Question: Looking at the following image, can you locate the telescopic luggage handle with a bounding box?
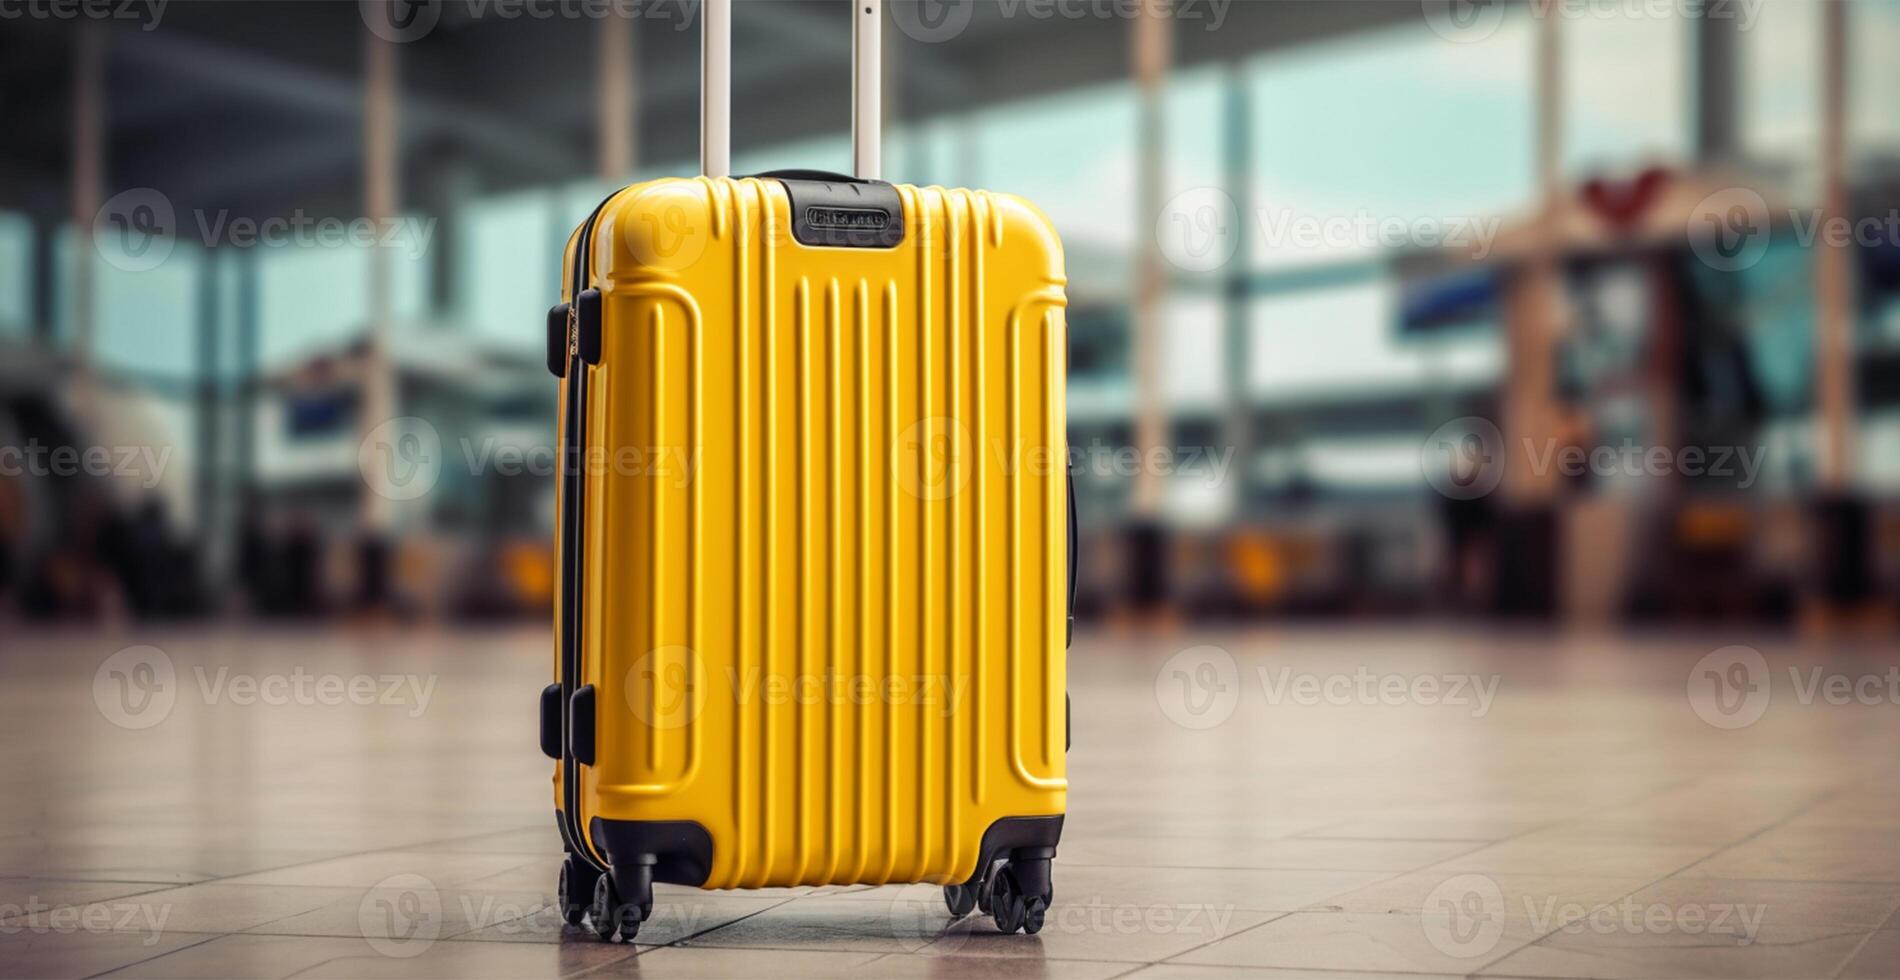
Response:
[700,0,881,180]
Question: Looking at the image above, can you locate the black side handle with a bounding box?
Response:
[546,303,570,378]
[539,682,563,760]
[569,684,597,766]
[1067,466,1077,649]
[576,289,603,366]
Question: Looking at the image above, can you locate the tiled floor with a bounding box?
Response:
[3,624,1899,978]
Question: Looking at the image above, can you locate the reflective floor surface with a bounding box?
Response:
[3,624,1898,978]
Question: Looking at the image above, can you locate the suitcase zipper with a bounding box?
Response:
[558,190,619,875]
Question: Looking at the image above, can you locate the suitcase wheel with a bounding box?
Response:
[585,873,646,942]
[988,860,1052,935]
[943,880,979,918]
[557,856,599,927]
[588,871,649,943]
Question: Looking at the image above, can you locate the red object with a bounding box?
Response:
[1582,167,1672,232]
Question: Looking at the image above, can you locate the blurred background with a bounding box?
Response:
[1,0,1897,637]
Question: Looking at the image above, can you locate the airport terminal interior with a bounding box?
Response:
[5,0,1900,976]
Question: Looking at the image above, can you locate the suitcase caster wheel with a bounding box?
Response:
[944,881,978,918]
[976,860,999,915]
[557,858,597,927]
[589,873,641,943]
[989,862,1053,935]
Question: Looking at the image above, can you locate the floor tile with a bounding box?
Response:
[859,953,1135,979]
[1838,929,1900,979]
[7,882,355,937]
[1310,869,1647,921]
[1685,825,1900,883]
[0,878,176,916]
[1431,837,1716,880]
[1476,920,1874,979]
[216,850,544,889]
[1056,836,1474,872]
[919,903,1278,964]
[581,947,883,977]
[1167,910,1545,974]
[9,625,1900,977]
[450,893,785,945]
[95,932,638,979]
[821,867,1391,913]
[1123,966,1460,980]
[0,929,215,980]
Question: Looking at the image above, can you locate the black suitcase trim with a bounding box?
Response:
[555,191,620,876]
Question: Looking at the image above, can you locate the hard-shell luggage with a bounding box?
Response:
[540,0,1072,942]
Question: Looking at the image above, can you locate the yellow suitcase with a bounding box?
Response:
[538,0,1070,943]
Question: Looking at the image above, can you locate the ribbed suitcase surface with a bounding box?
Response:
[555,176,1068,890]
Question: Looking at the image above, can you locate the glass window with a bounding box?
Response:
[1247,15,1536,271]
[732,134,852,179]
[971,81,1138,264]
[1742,0,1820,185]
[460,189,559,352]
[1851,0,1900,163]
[0,212,31,338]
[53,227,201,383]
[1162,292,1225,413]
[1562,2,1691,174]
[1248,279,1500,403]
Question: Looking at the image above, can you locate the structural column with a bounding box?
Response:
[360,28,399,534]
[1129,0,1171,518]
[1815,0,1854,491]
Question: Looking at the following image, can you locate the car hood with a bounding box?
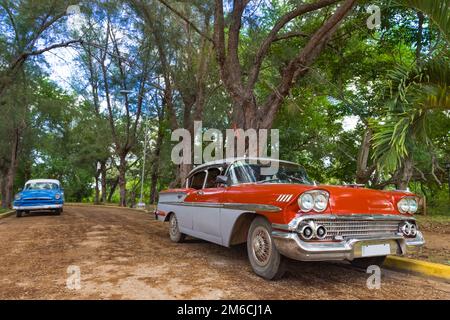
------------------------
Task brief: All lines in the listing above with the string "following" should be returned.

Answer to this task:
Question: Looking at the following image, can you locate the telescopic luggage handle with a bounding box?
Question: Looking at the following image, can you locate the car hood with a bounding box?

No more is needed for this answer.